### TEXT EXCERPT

The authors prove an interesting inherent trade-off between the model's utility and the information leakage due to releasing representation (compared to only releasing labels). As an interesting baseline, the authors also discussed the fundamental information leakage of how much the label of input data reveals sensitive attributes.
Experiments support the proved trade-off, as the authors observe a positive correlation between the number of attributes that incur high information leakage (due to releasing representations) and the model's utility. Interestingly, when the most leaked attributes are censored during the model training and inference phase, the authors observe that the leakage about other attributes increases.

缺点

The model splitting between server and clients analyzed in this paper is counter-intuitive. Namely, the authors assume that clients use only the representation layers of the model, while the server uses only a classification head of the model. Since the classification heads are usually small and easy to train, I do not see the incentive for clients to share input data representations to the server in this setting (for prediction tasks). For example, the clients may download the classification head weights or tune a classification head on local data and compute the labels locally at inference time. This also seems different from Melis et al. 2019, where the clients only compute one embedding layer (rather than a large part of the whole model).

######

» **SET TASKS**
1) Please reproduce word for word the part of the passage on representation leakage that opens with the words containing "Experiments support the" and closes with "other attributes increases.".
2) Carry on the passage on representation leakage from the point where it stops.

### PROVIDED INFORMATION

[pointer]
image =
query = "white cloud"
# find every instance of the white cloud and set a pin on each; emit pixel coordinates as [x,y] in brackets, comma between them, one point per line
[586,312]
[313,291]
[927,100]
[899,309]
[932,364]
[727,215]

######
### PROVIDED INFORMATION

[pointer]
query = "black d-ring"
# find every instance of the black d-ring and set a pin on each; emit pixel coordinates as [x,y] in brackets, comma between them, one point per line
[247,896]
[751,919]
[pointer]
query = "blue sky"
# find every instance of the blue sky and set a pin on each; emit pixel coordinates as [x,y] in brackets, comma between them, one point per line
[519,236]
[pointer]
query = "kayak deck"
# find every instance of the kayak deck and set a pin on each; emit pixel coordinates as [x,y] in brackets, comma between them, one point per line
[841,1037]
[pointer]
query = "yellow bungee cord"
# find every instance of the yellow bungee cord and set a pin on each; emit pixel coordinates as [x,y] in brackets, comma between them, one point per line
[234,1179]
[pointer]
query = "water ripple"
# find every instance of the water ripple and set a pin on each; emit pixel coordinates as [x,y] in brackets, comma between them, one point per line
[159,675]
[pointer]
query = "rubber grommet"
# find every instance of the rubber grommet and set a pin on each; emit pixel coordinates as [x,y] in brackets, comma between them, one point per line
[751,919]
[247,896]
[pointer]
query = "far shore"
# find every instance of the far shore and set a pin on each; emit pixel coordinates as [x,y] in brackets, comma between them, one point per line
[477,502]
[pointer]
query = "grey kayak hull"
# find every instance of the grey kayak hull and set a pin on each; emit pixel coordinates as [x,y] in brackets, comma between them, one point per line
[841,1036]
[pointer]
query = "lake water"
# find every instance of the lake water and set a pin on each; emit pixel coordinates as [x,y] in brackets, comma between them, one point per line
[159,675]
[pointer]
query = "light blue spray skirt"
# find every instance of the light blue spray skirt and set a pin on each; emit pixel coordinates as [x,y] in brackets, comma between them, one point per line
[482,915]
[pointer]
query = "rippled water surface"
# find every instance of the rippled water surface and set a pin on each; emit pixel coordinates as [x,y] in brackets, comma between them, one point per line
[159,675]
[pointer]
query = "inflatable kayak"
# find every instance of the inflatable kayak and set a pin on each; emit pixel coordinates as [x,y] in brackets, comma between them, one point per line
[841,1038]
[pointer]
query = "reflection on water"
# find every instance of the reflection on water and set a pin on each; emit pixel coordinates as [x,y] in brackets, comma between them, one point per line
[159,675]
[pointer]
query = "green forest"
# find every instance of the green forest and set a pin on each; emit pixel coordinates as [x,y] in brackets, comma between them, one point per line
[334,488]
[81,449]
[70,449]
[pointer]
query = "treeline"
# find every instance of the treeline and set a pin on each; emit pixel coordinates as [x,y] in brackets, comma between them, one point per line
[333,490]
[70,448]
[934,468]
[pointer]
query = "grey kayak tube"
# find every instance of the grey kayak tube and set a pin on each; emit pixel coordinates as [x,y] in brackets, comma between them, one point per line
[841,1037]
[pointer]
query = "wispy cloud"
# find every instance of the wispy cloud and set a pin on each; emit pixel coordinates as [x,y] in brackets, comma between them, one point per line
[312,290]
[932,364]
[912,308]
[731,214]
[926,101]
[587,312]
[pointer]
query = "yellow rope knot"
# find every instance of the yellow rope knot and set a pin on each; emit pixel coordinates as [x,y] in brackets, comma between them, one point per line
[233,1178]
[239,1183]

######

» **ANSWERS TO EACH TASK**
1)
Experiments support the proved trade-off, as the authors observe a positive correlation between the number of attributes that incur high information leakage (due to releasing representations) and the model's utility. Interestingly, when the most leaked attributes are censored during the model training and inference phase, the authors observe that the leakage about other attributes increases.

2)
The definitions and notations lack clarity at times. Most importantly, the information leakage is defined by successful inference of any attribute. This may be overly strong as many attributes are less sensitive. I'm wondering whether the proved trade-off in this paper is largely a result of this overly strong definition of information leakage.

问题

Could the authors discuss more about the effect of the splitting method, i.e., what parts are deemed as representations, on the theoretical and empirical conclusions? For example, when the client only has access to a small part of the model, would the leakage still be unbalanced on different attributes?
Could the authors discuss how the theoretical and empirical trade-off (between information leakage and model utility) might change if we only consider a smaller set of attributes (rather than the whole input feature space) as sensitive?

Minor comments regarding clarity:

What are the transition orders between random variables in the Markov chain $Y - X - W$ defined in Section 2?
In Figure 4, bottom right plot, what is the meaning of color? Why is the third row from the top colored blue despite its negative value? What does a negative model utility $\tilde{I}_{\infty}(Y, Z)$ mean?
Assumption A requires a positive posterior but does not require any lower bound for the posterior density. Does it mean the posterior could also be arbitrarily close to a point distribution?

评论- Response to minor comments

2023-11-16

Response to minor comments:

The transition kernels between Y - X - W can be arbitrary so long as $Y \bot W \mid X$ .
The positive posterior requirement implies both upper and lower bound as the notation is a shorthand for $P(Y = y \mid X = x) > 0$ for all $y \in \mathbb{Y}$ . Indeed, the assumption allows distributions that are arbitrarily close to a point distribution, but not exactly point distributions.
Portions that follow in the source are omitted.